> [PASSAGE]:
+ + + + + + +
The cluster centers can give information about the variables belonging to the clusters


In [None]:
# form a dataframe containing cluster centers
# 'cluster_centers_' returns the co-ordinates of a cluster center 
centers = pd.DataFrame(model.cluster_centers_, columns=  data_output.columns[1:36])      

In [None]:
# head() to display top five rows
centers.head()

**Now, extract the variables in each of the clusters and try to name each of the cluster based on the variables**


# Clusters Analysis



##  Analysis of Cluster_1

1. Check the size of a cluster
2. Sort the variables belonging to the cluster
3. Compute the statistical summary for observations in the cluster

Sort all the variables based on value for the cluster center (i.e., the variable with the highest value of the cluster center will be on top of the sorted list) and store the first ten variables as a list

In [None]:
# sort the variables based on cluster centers
cluster_1 = sorted(zip(list(centers.iloc[0,:]), list(centers.columns)), reverse = True)[:10]     

**Check size of the cluster**

In [None]:
# size of a cluster_1
np.unique(model.labels_, return_counts=True)[1][0]

**2. Sort variables belonging to the cluster**

In [None]:
# retrieve the top 10 variables present in the cluster
cluster1_var = pd.DataFrame(cluster_1)[1]
cluster1_var

**Compute the statistical summary for observations in the cluster**

In [None]:
# get summary for observations in the cluster
# consider the number of orders and customer gender for cluster analysis
data_output[['Orders', 'Gender_F', 'Gender_M', 'Cluster']][data_output.Cluster == 0].describe()
+ + + + + + +
Source data
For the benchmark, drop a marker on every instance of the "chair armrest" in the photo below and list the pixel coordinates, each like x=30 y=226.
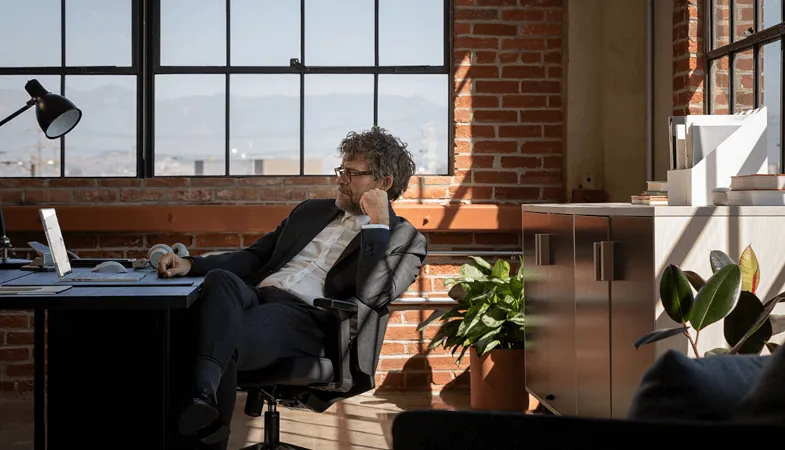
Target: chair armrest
x=344 y=312
x=338 y=305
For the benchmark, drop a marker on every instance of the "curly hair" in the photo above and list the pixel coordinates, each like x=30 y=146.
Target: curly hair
x=385 y=154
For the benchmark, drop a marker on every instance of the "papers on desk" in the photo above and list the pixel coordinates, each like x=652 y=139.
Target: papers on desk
x=32 y=290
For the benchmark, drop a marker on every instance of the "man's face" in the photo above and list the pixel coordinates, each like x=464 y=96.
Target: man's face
x=351 y=186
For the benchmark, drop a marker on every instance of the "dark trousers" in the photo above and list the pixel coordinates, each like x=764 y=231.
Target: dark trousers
x=247 y=328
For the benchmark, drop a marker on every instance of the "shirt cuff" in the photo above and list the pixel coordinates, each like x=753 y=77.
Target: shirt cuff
x=376 y=225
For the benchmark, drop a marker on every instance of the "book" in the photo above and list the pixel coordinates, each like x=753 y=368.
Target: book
x=760 y=181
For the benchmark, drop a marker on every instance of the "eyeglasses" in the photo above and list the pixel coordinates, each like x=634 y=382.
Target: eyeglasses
x=348 y=174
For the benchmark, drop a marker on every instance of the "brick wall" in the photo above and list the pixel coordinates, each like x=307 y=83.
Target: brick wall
x=509 y=126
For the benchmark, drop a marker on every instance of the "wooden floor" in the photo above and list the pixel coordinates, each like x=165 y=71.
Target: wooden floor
x=362 y=422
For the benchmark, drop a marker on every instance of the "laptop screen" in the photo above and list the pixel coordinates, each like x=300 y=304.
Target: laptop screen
x=54 y=238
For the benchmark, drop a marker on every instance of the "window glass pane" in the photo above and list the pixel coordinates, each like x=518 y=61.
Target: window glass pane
x=721 y=22
x=414 y=109
x=264 y=116
x=339 y=33
x=190 y=125
x=103 y=144
x=770 y=72
x=718 y=76
x=24 y=45
x=743 y=18
x=334 y=106
x=411 y=32
x=265 y=32
x=98 y=33
x=193 y=33
x=24 y=150
x=743 y=81
x=770 y=13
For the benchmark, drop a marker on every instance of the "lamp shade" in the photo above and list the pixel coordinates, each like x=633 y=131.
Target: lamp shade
x=56 y=114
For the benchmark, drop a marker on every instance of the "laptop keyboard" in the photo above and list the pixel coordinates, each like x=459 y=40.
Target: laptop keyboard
x=103 y=276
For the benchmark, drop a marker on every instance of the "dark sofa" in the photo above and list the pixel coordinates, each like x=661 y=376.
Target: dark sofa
x=723 y=401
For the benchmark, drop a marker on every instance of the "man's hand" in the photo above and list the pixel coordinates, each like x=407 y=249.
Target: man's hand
x=375 y=204
x=171 y=265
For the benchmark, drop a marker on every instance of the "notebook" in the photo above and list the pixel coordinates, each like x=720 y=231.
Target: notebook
x=54 y=237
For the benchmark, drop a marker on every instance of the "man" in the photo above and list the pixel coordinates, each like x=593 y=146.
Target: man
x=256 y=304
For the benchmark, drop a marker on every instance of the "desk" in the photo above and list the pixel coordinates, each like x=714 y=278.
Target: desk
x=118 y=361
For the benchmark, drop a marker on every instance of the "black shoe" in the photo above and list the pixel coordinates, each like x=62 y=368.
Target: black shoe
x=201 y=419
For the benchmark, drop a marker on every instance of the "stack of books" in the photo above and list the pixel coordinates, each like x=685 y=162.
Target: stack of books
x=656 y=194
x=757 y=190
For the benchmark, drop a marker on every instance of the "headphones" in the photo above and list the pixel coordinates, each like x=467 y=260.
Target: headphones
x=159 y=250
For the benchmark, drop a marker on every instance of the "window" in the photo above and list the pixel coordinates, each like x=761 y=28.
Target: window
x=745 y=64
x=224 y=88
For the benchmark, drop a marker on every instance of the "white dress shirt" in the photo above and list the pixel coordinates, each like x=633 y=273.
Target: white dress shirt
x=304 y=274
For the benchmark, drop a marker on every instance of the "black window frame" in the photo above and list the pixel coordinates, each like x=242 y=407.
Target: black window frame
x=756 y=40
x=146 y=36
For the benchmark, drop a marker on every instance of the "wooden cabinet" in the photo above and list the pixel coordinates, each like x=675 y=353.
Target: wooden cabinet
x=592 y=289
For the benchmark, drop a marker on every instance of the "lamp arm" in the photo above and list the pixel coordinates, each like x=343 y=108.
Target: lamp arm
x=27 y=106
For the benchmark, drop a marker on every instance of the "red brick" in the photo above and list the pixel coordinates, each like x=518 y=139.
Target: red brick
x=524 y=101
x=13 y=321
x=495 y=146
x=523 y=72
x=503 y=193
x=495 y=29
x=522 y=162
x=14 y=354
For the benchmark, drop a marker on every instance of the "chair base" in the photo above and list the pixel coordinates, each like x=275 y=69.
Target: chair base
x=280 y=446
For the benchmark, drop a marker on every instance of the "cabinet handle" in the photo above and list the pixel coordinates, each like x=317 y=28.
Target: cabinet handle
x=604 y=261
x=542 y=249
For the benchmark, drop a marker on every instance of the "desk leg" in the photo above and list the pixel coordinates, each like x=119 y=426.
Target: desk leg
x=39 y=361
x=113 y=379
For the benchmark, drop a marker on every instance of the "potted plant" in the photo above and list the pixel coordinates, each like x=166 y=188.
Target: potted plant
x=729 y=295
x=487 y=320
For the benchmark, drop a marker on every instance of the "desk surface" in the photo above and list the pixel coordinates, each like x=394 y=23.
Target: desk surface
x=153 y=295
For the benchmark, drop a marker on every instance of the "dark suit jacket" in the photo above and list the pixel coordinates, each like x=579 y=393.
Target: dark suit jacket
x=375 y=268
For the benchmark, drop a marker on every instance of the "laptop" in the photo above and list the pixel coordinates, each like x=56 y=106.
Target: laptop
+ + + + + + +
> [EXERCISE TASK]:
Rewrite the stretch of the cluster-centers passage from "The cluster centers" through "centers.head()", renaming "top five rows" to "first five rows".

> [SOLUTION TO THIS EXERCISE]:
The cluster centers can give information about the variables belonging to the clusters


In [None]:
# form a dataframe containing cluster centers
# 'cluster_centers_' returns the co-ordinates of a cluster center 
centers = pd.DataFrame(model.cluster_centers_, columns=  data_output.columns[1:36])      

In [None]:
# head() to display first five rows
centers.head()